*Exercise prompt*. Present every line of the entries below as a Markdown table with two columns, No. and Line, where each row holds a sequential number and one line. Leave out blank lines.

*Input material*.
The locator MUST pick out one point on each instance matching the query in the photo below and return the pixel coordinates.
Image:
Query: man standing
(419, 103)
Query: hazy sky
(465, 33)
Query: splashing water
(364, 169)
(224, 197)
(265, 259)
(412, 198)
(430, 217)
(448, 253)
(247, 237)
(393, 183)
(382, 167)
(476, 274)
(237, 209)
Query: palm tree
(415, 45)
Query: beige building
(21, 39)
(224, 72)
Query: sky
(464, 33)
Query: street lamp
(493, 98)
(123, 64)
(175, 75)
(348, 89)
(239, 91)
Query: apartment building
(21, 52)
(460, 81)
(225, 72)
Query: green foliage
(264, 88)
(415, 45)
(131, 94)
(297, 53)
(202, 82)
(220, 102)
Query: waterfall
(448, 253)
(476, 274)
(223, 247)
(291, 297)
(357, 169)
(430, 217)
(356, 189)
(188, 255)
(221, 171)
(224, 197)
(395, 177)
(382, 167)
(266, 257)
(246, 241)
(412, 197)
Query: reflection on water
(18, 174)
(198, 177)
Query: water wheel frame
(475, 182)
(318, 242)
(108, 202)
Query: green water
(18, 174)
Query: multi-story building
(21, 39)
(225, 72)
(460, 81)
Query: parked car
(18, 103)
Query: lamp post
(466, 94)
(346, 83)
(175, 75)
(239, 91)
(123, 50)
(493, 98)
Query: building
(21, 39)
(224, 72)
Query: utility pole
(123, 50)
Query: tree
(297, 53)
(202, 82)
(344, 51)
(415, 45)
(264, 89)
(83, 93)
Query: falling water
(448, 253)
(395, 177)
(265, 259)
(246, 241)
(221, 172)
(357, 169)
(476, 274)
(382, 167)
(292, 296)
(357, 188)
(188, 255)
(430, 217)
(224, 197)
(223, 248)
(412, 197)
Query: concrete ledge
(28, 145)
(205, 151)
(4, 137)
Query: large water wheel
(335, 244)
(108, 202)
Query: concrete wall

*The completed task*.
| No. | Line |
|---|---|
| 1 | The locator MUST pick out one point on each instance matching the query in the photo below and return the pixel coordinates. |
| 2 | Image: |
| 3 | Query: man standing |
| 4 | (419, 103) |
| 5 | Query: hazy sky |
| 6 | (465, 33) |
| 7 | Query: splashing water |
| 8 | (364, 169) |
| 9 | (224, 197) |
| 10 | (265, 259) |
| 11 | (412, 198) |
| 12 | (430, 217) |
| 13 | (448, 253) |
| 14 | (247, 237) |
| 15 | (393, 183) |
| 16 | (382, 167) |
| 17 | (476, 274) |
| 18 | (237, 209) |
| 19 | Query: palm tree |
| 20 | (415, 45) |
| 21 | Query: beige building |
| 22 | (21, 39) |
| 23 | (224, 72) |
| 24 | Query: sky |
| 25 | (464, 33) |
| 26 | Query: street lamp |
| 27 | (493, 98) |
| 28 | (123, 64) |
| 29 | (175, 75) |
| 30 | (348, 89) |
| 31 | (239, 91) |
| 32 | Query: apartment building |
| 33 | (21, 52) |
| 34 | (460, 81) |
| 35 | (225, 72) |
| 36 | Query: green foliage |
| 37 | (264, 88) |
| 38 | (415, 45) |
| 39 | (131, 94) |
| 40 | (297, 53) |
| 41 | (202, 82) |
| 42 | (220, 102) |
| 43 | Query: waterfall |
| 44 | (448, 253) |
| 45 | (476, 274) |
| 46 | (223, 247) |
| 47 | (291, 297) |
| 48 | (357, 169) |
| 49 | (430, 217) |
| 50 | (356, 189) |
| 51 | (188, 255) |
| 52 | (221, 171) |
| 53 | (224, 197) |
| 54 | (395, 177) |
| 55 | (382, 167) |
| 56 | (266, 257) |
| 57 | (246, 241) |
| 58 | (412, 197) |
| 59 | Query: reflection on water |
| 60 | (18, 174) |
| 61 | (198, 177) |
| 62 | Query: water wheel frame |
| 63 | (475, 182) |
| 64 | (318, 242) |
| 65 | (108, 202) |
| 66 | Query: green water |
| 67 | (18, 174) |
| 68 | Query: multi-story building |
| 69 | (21, 39) |
| 70 | (225, 72) |
| 71 | (460, 81) |
| 72 | Query: parked car |
| 73 | (18, 103) |
| 74 | Query: lamp post |
| 75 | (466, 94) |
| 76 | (346, 83) |
| 77 | (175, 75) |
| 78 | (239, 91) |
| 79 | (123, 50) |
| 80 | (493, 98) |
| 81 | Query: building |
| 82 | (21, 39) |
| 83 | (224, 72) |
| 84 | Query: utility pole |
| 85 | (123, 50) |
| 86 | Query: tree |
| 87 | (297, 53) |
| 88 | (202, 82) |
| 89 | (344, 51) |
| 90 | (415, 45) |
| 91 | (264, 89) |
| 92 | (83, 93) |
| 93 | Query: falling water |
| 94 | (448, 253) |
| 95 | (395, 177) |
| 96 | (265, 259) |
| 97 | (246, 241) |
| 98 | (221, 172) |
| 99 | (357, 169) |
| 100 | (476, 274) |
| 101 | (382, 167) |
| 102 | (292, 296) |
| 103 | (357, 188) |
| 104 | (188, 255) |
| 105 | (430, 217) |
| 106 | (224, 197) |
| 107 | (223, 248) |
| 108 | (412, 197) |
| 109 | Query: concrete ledge |
| 110 | (28, 145) |
| 111 | (205, 151) |
| 112 | (4, 137) |
| 113 | Query: large water wheel |
| 114 | (335, 244) |
| 115 | (108, 202) |
| 116 | Query: concrete wall |